(Location labeling records)
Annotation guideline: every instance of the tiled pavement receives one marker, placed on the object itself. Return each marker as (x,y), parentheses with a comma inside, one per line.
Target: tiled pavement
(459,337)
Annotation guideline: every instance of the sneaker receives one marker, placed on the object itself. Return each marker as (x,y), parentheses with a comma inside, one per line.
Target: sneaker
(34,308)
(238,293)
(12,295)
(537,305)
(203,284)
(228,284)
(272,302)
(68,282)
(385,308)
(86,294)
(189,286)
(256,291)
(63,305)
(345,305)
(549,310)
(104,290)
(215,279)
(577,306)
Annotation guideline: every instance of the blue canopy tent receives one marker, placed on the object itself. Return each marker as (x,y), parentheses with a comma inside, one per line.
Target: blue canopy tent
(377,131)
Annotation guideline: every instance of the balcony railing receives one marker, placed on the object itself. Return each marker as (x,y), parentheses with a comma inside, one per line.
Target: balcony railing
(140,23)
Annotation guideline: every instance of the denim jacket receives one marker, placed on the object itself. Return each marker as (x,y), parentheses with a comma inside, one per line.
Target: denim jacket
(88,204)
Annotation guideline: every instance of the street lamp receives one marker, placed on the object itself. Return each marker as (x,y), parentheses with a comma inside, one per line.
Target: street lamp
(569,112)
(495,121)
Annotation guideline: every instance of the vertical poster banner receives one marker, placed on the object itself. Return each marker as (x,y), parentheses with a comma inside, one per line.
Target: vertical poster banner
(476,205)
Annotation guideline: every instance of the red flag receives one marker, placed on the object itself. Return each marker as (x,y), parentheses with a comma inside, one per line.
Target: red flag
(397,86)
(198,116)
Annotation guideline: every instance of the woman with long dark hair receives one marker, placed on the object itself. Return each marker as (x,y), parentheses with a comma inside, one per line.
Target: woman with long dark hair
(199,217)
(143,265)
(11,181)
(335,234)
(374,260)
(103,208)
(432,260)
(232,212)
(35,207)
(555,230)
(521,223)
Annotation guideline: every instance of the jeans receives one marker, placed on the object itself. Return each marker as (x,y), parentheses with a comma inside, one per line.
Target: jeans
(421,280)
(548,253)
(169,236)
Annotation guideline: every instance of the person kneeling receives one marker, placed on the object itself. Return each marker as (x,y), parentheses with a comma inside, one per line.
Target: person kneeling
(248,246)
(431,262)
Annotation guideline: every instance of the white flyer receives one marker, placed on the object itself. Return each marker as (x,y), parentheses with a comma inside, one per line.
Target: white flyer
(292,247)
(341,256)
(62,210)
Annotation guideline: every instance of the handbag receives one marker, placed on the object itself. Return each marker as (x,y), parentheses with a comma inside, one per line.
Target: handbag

[OBJECTIVE]
Extract the complete listing verbatim.

[FULL OUTPUT]
Annotation guideline: every instance of the tiled pavement receives one marker, placed on the object itself. Return each marker as (x,y), parentheses with a comma inside, one per line.
Target: tiled pavement
(459,337)
Annotation guideline: every instance of the sneaker receives one marker, placed on the object itself. Return each marker as (x,y), parentheses with a comma inside, one per line.
Target: sneaker
(34,308)
(238,293)
(12,295)
(537,305)
(203,284)
(228,284)
(272,302)
(68,282)
(385,308)
(86,294)
(189,286)
(256,291)
(63,305)
(345,305)
(549,310)
(104,290)
(215,279)
(577,306)
Annotation guideline: every instance of the blue canopy tent receives one marker, placed on the object itself. Return each marker as (x,y), parentheses with a comma inside, one per line.
Target: blue canopy tent
(377,131)
Annotation guideline: every instance of the balcony railing receives one marker, placed on the object itself. Return each marker as (x,y), parentheses with a comma inside, one per line.
Target: balcony railing
(140,23)
Annotation guideline: every instance of the denim jacket receives one marker, placed on the object itself. Return each marker as (x,y), parentheses with a comma inside, one per line.
Target: denim jacket
(88,204)
Annotation guideline: every instance of the street lamp receives one marker, placed on the object itself. Return each marker as (x,y), parentheses with a comma inside, one per line.
Target: street lamp
(569,112)
(495,121)
Annotation guideline: every instance of the vertical poster banner receives one marker, placed on the object itself. Return each marker as (x,y), parentheses with a comma inside, one per line.
Target: vertical poster banner
(476,205)
Annotation guideline: every instance of the red flag receives one marker, placed on the object itself. Return each marker as (x,y), parentheses with a comma inside, one per line.
Target: red flag
(397,86)
(198,116)
Annotation guideline: every instance of the woman with long dark hair receives one marker, placed on the object itself. Return each marker as (x,y), parentheses with a comma inside, one per line.
Target: woman with long dark hair
(199,217)
(143,265)
(11,181)
(335,234)
(374,260)
(103,208)
(432,260)
(232,212)
(35,207)
(555,230)
(521,223)
Annotation guideline: every instance of the jeans receives one marker, placed on the object itself. Return each marker as (x,y), parentheses with a comma inside, one per line.
Target: jeans
(421,280)
(548,253)
(169,236)
Annotation guideline: every instance of the person kneeling receives one marker, placed on the object itself. Return each marker as (x,y), parentheses with a comma inside, one per line.
Target: person kneeling
(248,246)
(431,262)
Annotation guideline: every instance of the white flyer receives one marker, placed on the object itself. Return each marker as (x,y), parentheses with a comma inside, one per line.
Target: white flyer
(292,247)
(341,256)
(62,210)
Annotation guideline: every instance of the handbag receives one marker, placed on the object itself. Return each marker as (x,y), parentheses with a comma inside, one per line.
Target: handbag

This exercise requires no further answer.